UAW strike expands to 38 distribution centers
UAW strike expands to dozens of distribution centers 02:24

The United Auto Workers is expanding its historic strike against Detroit's Big Three automakers to include General Motors and Stellantis parts distribution centers across 20 U.S. states.

UAW President Shawn Fain said during a Facebook Live address on Friday that workers at 38 GM and Stellantis facilities will walk off the job at noon local time. GM and Stellantis "are going to need some serious pushing" to get closer to an agreement, said the union leader, who wore a black-and-white camouflage-printed union shirt.

"We're not going to wait around forever for a fair contract," Fain said. "The companies know how to make this right."

Notably, the labor group is not targeting Ford for additional strikes. The union is making progress with Ford on wage, job security and other issues, according to Fain, who said the company "is serious about reaching a deal."

Specifically, Ford has agreed to dismantle the two-tiered wage system at its Components and Sterling axel assembly plant in Ypsilanti, Michigan, Fain said. The automaker has also agreed to reinstate cost-of-living adjustments — which were eliminated in 2009 — and the right to strike over plant closures. Other concessions Ford made include beefed-up profit-sharing payments that will also be offered to temporary workers who have been on the job for 90 days.

[Data lines]
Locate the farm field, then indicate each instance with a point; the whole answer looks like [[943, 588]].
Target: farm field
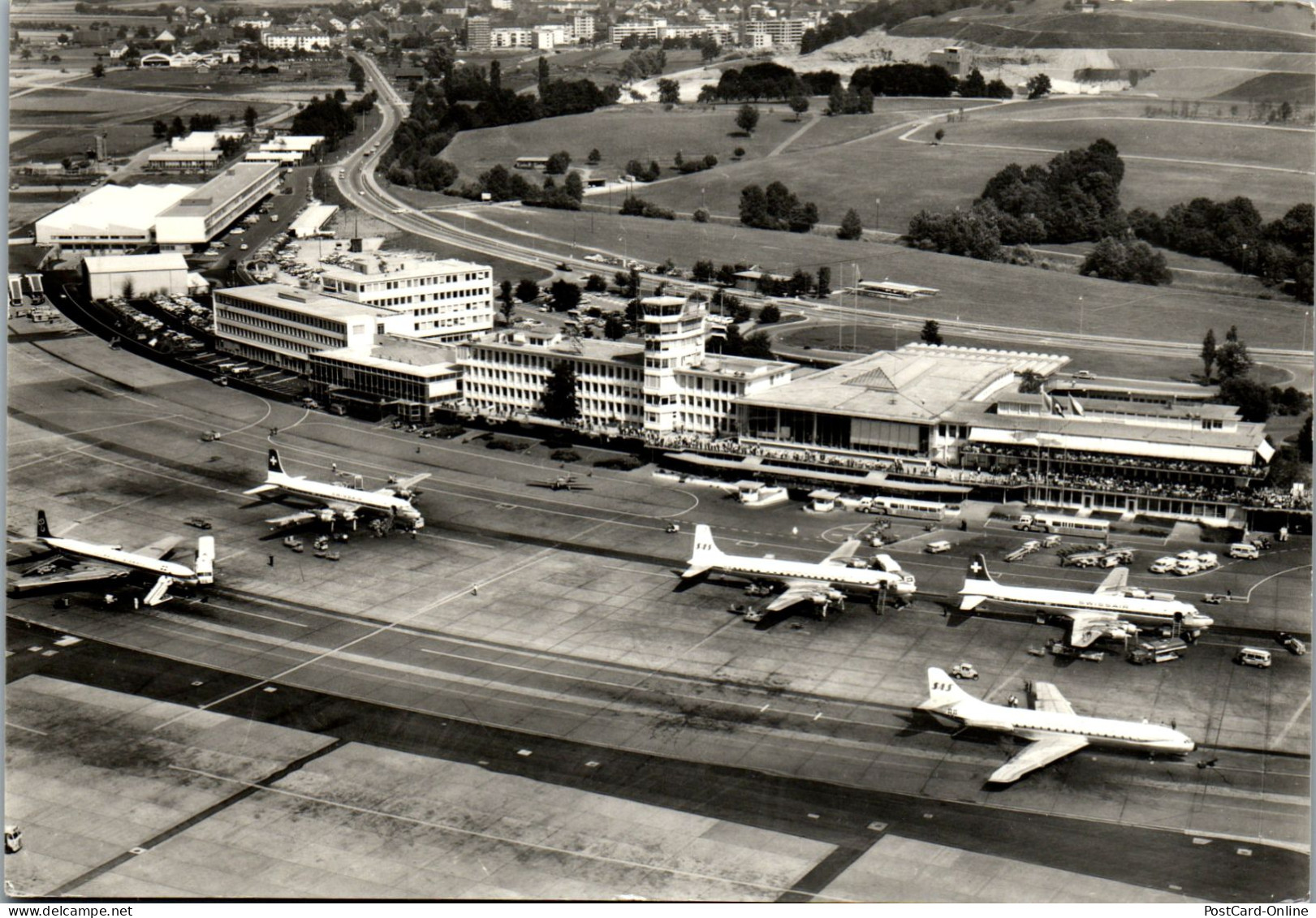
[[911, 176], [970, 290], [624, 133]]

[Actions to take]
1: Can you reproduce the stretch of the UAW strike article from "UAW strike expands to 38" through "camouflage-printed union shirt.", word for word?
2: How would you continue the article about the UAW strike, picking up after its last sentence?

[Expected responses]
1:
UAW strike expands to 38 distribution centers
UAW strike expands to dozens of distribution centers 02:24

The United Auto Workers is expanding its historic strike against Detroit's Big Three automakers to include General Motors and Stellantis parts distribution centers across 20 U.S. states.

UAW President Shawn Fain said during a Facebook Live address on Friday that workers at 38 GM and Stellantis facilities will walk off the job at noon local time. GM and Stellantis "are going to need some serious pushing" to get closer to an agreement, said the union leader, who wore a black-and-white camouflage-printed union shirt.

2:
"Ford is working diligently with the UAW to reach a deal that rewards our workforce and enables Ford to invest in a vibrant and growing future," the company said in a statement. "Although we are making progress in some areas, we still have significant gaps to close on the key economic issues." 

Roughly 5,600 Big Three workers will join the nearly 13,000 who are already on strike. In an unusually public show of support by a sitting president for striking workers, President Biden will go to Michigan on Tuesday and participate in the protest, the White House announced Friday afternoon. 

"The President will join the picket line and stand in solidarity with the men and women of UAW as they fight for a fair share of the value they helped create," the White House said.

UAW expands strike against G.M. and Stellantis, says Ford is "serious" about reaching deal 04:56

The UAW's move to escalate the work stoppage highlights how far the side remain apart on core union demands, which include a 36% pay increase across a four-year contract, annual cost-of-living adjustments, pension benefits for all employees, greater job security and a four-day work week.

GM and Stellantis, the parent company of Chrysler, Dodge, and Jeep, have rejected the union's proposals for job security, reduced-use of temporary workers and profit-sharing, which is why the union's expanded strike targets their facilities, Fain said. Those plants will remain on strike until GM and Stellantis submit more substantive offers, he said.

What the automakers say

GM said in a statement Friday that the strike targeting 18 of its facilities is unnecessary and that it adversely impacts "more than 3,000 team members plus their families and communities."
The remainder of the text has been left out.